» Activity: The answer should consist of every line in the material below that has the word "concrete".

» Exercise data:
|---|

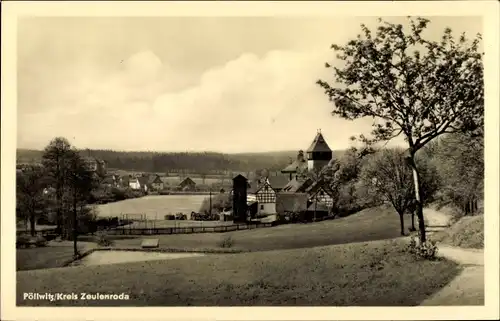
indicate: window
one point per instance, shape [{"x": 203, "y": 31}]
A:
[{"x": 266, "y": 195}]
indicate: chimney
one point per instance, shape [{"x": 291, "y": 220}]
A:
[{"x": 300, "y": 156}]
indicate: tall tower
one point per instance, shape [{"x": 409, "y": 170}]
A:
[{"x": 319, "y": 153}]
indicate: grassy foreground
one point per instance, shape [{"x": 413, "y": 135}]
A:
[
  {"x": 468, "y": 232},
  {"x": 358, "y": 274},
  {"x": 55, "y": 255},
  {"x": 370, "y": 224}
]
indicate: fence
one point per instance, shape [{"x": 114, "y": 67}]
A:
[{"x": 187, "y": 230}]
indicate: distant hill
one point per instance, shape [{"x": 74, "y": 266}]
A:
[{"x": 198, "y": 162}]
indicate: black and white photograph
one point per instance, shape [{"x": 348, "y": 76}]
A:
[{"x": 239, "y": 160}]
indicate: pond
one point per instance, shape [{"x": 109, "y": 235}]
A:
[{"x": 114, "y": 257}]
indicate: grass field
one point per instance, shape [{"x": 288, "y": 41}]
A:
[
  {"x": 358, "y": 274},
  {"x": 468, "y": 232},
  {"x": 370, "y": 224},
  {"x": 47, "y": 257},
  {"x": 154, "y": 207}
]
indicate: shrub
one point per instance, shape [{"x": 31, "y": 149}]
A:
[
  {"x": 23, "y": 240},
  {"x": 427, "y": 250},
  {"x": 103, "y": 240},
  {"x": 40, "y": 241},
  {"x": 226, "y": 242}
]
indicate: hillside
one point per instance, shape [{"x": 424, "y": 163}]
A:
[{"x": 199, "y": 162}]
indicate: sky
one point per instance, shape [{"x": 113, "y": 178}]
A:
[{"x": 186, "y": 83}]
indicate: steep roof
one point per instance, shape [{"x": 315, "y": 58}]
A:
[
  {"x": 239, "y": 177},
  {"x": 319, "y": 207},
  {"x": 108, "y": 180},
  {"x": 291, "y": 202},
  {"x": 278, "y": 182},
  {"x": 292, "y": 168},
  {"x": 187, "y": 181},
  {"x": 155, "y": 179},
  {"x": 297, "y": 185},
  {"x": 317, "y": 186},
  {"x": 143, "y": 180},
  {"x": 319, "y": 144}
]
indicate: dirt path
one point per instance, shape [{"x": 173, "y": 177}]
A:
[
  {"x": 436, "y": 218},
  {"x": 468, "y": 287}
]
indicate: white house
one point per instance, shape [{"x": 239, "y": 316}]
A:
[{"x": 266, "y": 197}]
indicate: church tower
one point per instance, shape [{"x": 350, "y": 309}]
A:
[{"x": 319, "y": 153}]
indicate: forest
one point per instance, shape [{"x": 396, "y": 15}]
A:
[{"x": 177, "y": 162}]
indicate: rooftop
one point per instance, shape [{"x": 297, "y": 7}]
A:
[{"x": 319, "y": 144}]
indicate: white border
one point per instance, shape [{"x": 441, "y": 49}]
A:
[{"x": 12, "y": 10}]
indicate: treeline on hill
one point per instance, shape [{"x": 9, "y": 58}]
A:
[
  {"x": 451, "y": 170},
  {"x": 178, "y": 162}
]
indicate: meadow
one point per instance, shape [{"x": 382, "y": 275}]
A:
[
  {"x": 376, "y": 273},
  {"x": 155, "y": 207}
]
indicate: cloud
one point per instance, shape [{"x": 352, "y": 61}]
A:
[{"x": 250, "y": 103}]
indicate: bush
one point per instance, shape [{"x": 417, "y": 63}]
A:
[
  {"x": 104, "y": 240},
  {"x": 40, "y": 241},
  {"x": 427, "y": 250},
  {"x": 23, "y": 240},
  {"x": 226, "y": 242}
]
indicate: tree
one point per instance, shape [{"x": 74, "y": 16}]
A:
[
  {"x": 56, "y": 160},
  {"x": 410, "y": 86},
  {"x": 390, "y": 177},
  {"x": 30, "y": 199},
  {"x": 460, "y": 160},
  {"x": 80, "y": 185}
]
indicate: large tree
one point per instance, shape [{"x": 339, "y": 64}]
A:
[
  {"x": 388, "y": 176},
  {"x": 80, "y": 185},
  {"x": 56, "y": 160},
  {"x": 30, "y": 200},
  {"x": 410, "y": 86},
  {"x": 460, "y": 161}
]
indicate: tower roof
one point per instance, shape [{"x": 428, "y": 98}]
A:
[{"x": 319, "y": 144}]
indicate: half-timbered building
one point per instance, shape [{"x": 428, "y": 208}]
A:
[{"x": 266, "y": 197}]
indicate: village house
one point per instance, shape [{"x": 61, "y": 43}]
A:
[
  {"x": 94, "y": 164},
  {"x": 266, "y": 197},
  {"x": 288, "y": 203},
  {"x": 319, "y": 155},
  {"x": 187, "y": 185},
  {"x": 320, "y": 193},
  {"x": 108, "y": 181},
  {"x": 136, "y": 183},
  {"x": 296, "y": 167},
  {"x": 155, "y": 183}
]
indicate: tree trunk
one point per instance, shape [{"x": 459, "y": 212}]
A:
[
  {"x": 402, "y": 222},
  {"x": 32, "y": 223},
  {"x": 418, "y": 200},
  {"x": 75, "y": 230}
]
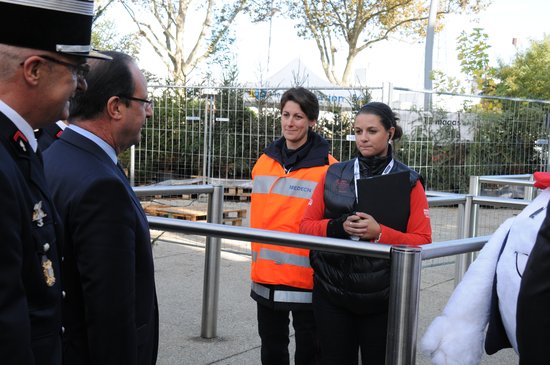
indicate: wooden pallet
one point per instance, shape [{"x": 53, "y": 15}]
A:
[
  {"x": 230, "y": 216},
  {"x": 237, "y": 193}
]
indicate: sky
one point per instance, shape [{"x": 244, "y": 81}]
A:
[{"x": 395, "y": 61}]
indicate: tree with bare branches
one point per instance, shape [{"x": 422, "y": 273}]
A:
[
  {"x": 169, "y": 26},
  {"x": 351, "y": 26}
]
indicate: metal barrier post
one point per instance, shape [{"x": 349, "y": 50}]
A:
[
  {"x": 212, "y": 267},
  {"x": 132, "y": 166},
  {"x": 406, "y": 265},
  {"x": 464, "y": 260}
]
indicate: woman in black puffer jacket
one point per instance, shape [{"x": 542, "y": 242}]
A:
[{"x": 350, "y": 293}]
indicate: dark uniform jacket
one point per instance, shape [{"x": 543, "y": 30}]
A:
[
  {"x": 359, "y": 283},
  {"x": 30, "y": 285},
  {"x": 110, "y": 311}
]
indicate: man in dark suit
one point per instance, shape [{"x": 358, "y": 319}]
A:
[
  {"x": 43, "y": 50},
  {"x": 48, "y": 135},
  {"x": 110, "y": 311}
]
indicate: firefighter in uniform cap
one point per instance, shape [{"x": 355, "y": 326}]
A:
[{"x": 43, "y": 50}]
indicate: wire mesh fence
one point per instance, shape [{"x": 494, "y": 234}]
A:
[{"x": 218, "y": 133}]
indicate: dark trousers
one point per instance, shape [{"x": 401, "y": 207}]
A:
[
  {"x": 342, "y": 334},
  {"x": 273, "y": 327}
]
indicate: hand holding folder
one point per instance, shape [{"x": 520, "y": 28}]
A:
[{"x": 386, "y": 198}]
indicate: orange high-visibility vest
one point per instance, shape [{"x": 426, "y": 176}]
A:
[{"x": 278, "y": 202}]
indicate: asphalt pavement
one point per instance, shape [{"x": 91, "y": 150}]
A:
[{"x": 179, "y": 270}]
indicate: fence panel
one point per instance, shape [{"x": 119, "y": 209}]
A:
[{"x": 218, "y": 133}]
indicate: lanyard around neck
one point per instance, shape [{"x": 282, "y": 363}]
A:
[{"x": 357, "y": 174}]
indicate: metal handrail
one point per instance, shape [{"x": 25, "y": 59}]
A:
[{"x": 405, "y": 269}]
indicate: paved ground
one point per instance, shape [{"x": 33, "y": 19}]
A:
[{"x": 179, "y": 275}]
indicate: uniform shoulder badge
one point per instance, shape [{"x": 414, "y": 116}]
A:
[{"x": 38, "y": 214}]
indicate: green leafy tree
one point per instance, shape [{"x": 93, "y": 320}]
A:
[
  {"x": 474, "y": 60},
  {"x": 350, "y": 27},
  {"x": 528, "y": 76},
  {"x": 106, "y": 37}
]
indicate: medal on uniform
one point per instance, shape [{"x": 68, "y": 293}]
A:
[
  {"x": 38, "y": 214},
  {"x": 47, "y": 270}
]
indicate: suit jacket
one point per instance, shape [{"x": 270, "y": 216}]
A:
[
  {"x": 110, "y": 310},
  {"x": 48, "y": 135},
  {"x": 30, "y": 292}
]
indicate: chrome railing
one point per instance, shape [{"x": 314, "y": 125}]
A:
[{"x": 406, "y": 260}]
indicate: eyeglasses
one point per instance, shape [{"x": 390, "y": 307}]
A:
[
  {"x": 80, "y": 70},
  {"x": 147, "y": 103}
]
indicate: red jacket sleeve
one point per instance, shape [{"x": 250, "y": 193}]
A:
[
  {"x": 313, "y": 222},
  {"x": 419, "y": 228}
]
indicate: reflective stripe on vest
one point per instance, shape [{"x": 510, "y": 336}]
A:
[
  {"x": 286, "y": 186},
  {"x": 284, "y": 296},
  {"x": 281, "y": 258}
]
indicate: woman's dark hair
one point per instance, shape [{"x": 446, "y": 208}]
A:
[
  {"x": 387, "y": 116},
  {"x": 306, "y": 99},
  {"x": 106, "y": 79}
]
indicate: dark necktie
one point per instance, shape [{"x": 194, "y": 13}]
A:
[{"x": 119, "y": 165}]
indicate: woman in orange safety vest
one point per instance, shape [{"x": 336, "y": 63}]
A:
[{"x": 284, "y": 179}]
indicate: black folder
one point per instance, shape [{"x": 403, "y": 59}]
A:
[{"x": 386, "y": 198}]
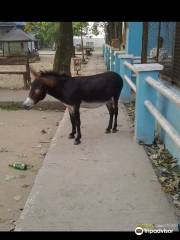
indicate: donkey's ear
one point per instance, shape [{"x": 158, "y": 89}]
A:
[
  {"x": 34, "y": 73},
  {"x": 48, "y": 81}
]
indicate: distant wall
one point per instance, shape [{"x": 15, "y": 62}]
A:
[{"x": 98, "y": 42}]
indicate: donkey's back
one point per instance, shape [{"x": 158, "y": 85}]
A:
[{"x": 99, "y": 87}]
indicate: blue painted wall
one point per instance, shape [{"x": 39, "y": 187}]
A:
[{"x": 172, "y": 113}]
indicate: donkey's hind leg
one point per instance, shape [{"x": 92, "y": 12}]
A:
[
  {"x": 111, "y": 113},
  {"x": 72, "y": 118},
  {"x": 115, "y": 115}
]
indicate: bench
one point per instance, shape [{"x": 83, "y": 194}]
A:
[{"x": 11, "y": 61}]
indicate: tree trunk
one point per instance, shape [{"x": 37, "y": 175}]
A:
[{"x": 64, "y": 48}]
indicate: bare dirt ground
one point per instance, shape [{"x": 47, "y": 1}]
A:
[
  {"x": 16, "y": 81},
  {"x": 22, "y": 141}
]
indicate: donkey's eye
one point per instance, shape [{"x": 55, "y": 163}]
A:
[{"x": 37, "y": 91}]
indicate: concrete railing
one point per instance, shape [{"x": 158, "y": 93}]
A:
[{"x": 143, "y": 80}]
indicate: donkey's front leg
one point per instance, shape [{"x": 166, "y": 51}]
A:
[
  {"x": 72, "y": 118},
  {"x": 78, "y": 124}
]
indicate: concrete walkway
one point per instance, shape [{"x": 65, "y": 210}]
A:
[{"x": 106, "y": 183}]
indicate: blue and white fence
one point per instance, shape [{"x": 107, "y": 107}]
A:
[{"x": 143, "y": 79}]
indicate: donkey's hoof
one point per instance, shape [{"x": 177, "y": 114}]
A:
[
  {"x": 71, "y": 136},
  {"x": 108, "y": 130},
  {"x": 77, "y": 141},
  {"x": 114, "y": 130}
]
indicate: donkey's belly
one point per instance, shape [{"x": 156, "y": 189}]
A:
[{"x": 92, "y": 104}]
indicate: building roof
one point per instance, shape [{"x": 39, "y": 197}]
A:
[{"x": 16, "y": 35}]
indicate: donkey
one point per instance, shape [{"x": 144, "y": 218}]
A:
[{"x": 75, "y": 92}]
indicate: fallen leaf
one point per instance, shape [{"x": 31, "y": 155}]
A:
[{"x": 17, "y": 197}]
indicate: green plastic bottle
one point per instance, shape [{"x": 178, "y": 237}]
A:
[{"x": 19, "y": 166}]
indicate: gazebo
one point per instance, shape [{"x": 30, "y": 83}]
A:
[{"x": 17, "y": 43}]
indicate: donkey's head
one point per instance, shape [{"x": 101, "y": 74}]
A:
[{"x": 39, "y": 87}]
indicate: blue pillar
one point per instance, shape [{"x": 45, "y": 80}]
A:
[
  {"x": 108, "y": 58},
  {"x": 117, "y": 63},
  {"x": 112, "y": 62},
  {"x": 134, "y": 38},
  {"x": 126, "y": 91},
  {"x": 144, "y": 121}
]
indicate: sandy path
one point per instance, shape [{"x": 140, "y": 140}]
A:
[{"x": 21, "y": 137}]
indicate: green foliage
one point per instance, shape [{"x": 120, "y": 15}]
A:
[
  {"x": 80, "y": 28},
  {"x": 46, "y": 32}
]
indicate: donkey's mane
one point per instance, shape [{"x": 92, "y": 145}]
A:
[{"x": 52, "y": 73}]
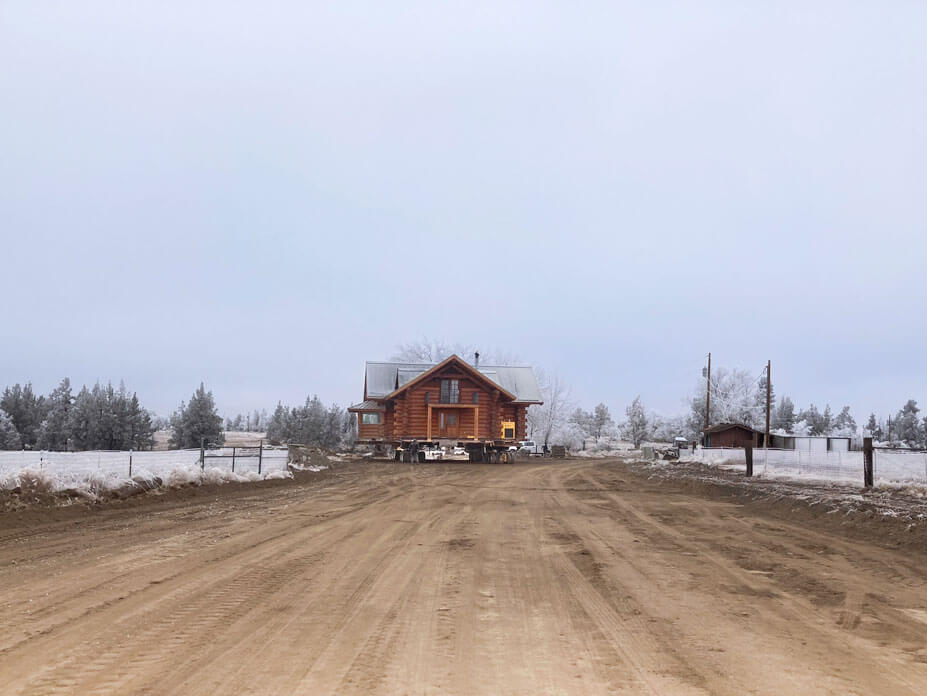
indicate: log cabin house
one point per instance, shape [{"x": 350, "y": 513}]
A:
[{"x": 450, "y": 400}]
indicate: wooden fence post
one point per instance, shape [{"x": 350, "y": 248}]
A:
[{"x": 867, "y": 462}]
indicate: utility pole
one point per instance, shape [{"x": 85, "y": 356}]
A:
[
  {"x": 768, "y": 399},
  {"x": 708, "y": 396}
]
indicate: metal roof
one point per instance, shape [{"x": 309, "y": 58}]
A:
[
  {"x": 384, "y": 378},
  {"x": 367, "y": 406}
]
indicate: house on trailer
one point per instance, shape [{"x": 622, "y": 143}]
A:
[
  {"x": 733, "y": 435},
  {"x": 450, "y": 400}
]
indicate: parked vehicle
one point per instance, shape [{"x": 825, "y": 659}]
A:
[{"x": 530, "y": 447}]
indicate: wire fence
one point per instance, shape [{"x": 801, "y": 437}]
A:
[
  {"x": 79, "y": 466},
  {"x": 890, "y": 467}
]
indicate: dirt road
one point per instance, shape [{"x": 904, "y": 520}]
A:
[{"x": 558, "y": 578}]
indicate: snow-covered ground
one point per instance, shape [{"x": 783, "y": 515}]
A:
[
  {"x": 896, "y": 468},
  {"x": 96, "y": 472}
]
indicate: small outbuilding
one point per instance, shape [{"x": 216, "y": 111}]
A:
[{"x": 733, "y": 435}]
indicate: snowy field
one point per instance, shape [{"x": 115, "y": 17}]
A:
[
  {"x": 100, "y": 470},
  {"x": 895, "y": 468}
]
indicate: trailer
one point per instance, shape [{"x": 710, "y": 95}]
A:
[{"x": 488, "y": 451}]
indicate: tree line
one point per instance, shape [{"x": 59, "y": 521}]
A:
[
  {"x": 99, "y": 417},
  {"x": 312, "y": 424}
]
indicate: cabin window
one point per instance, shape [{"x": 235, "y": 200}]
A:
[{"x": 450, "y": 391}]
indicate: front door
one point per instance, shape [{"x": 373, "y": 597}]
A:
[{"x": 448, "y": 424}]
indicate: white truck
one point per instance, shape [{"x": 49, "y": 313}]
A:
[{"x": 531, "y": 448}]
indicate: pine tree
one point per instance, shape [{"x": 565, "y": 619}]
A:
[
  {"x": 197, "y": 421},
  {"x": 635, "y": 428},
  {"x": 278, "y": 429},
  {"x": 55, "y": 430},
  {"x": 84, "y": 421},
  {"x": 601, "y": 420},
  {"x": 139, "y": 431},
  {"x": 907, "y": 427},
  {"x": 785, "y": 415},
  {"x": 9, "y": 438},
  {"x": 26, "y": 410},
  {"x": 873, "y": 428},
  {"x": 844, "y": 424}
]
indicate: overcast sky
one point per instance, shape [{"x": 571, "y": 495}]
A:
[{"x": 264, "y": 195}]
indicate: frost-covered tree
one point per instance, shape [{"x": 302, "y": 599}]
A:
[
  {"x": 197, "y": 421},
  {"x": 312, "y": 424},
  {"x": 907, "y": 426},
  {"x": 666, "y": 429},
  {"x": 26, "y": 409},
  {"x": 278, "y": 427},
  {"x": 873, "y": 428},
  {"x": 733, "y": 400},
  {"x": 55, "y": 431},
  {"x": 580, "y": 423},
  {"x": 636, "y": 426},
  {"x": 138, "y": 430},
  {"x": 784, "y": 417},
  {"x": 601, "y": 421},
  {"x": 547, "y": 421},
  {"x": 84, "y": 421},
  {"x": 9, "y": 437},
  {"x": 759, "y": 403},
  {"x": 844, "y": 424}
]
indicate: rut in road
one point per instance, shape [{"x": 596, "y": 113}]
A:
[{"x": 567, "y": 577}]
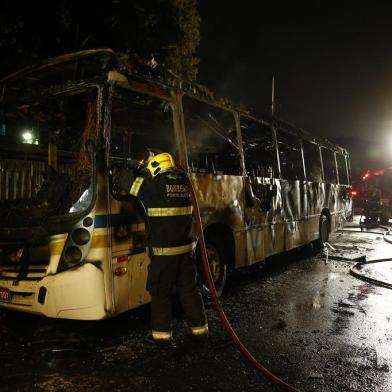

|---|

» Answer to this problem:
indicate: concrete railing
indicate: concrete walkway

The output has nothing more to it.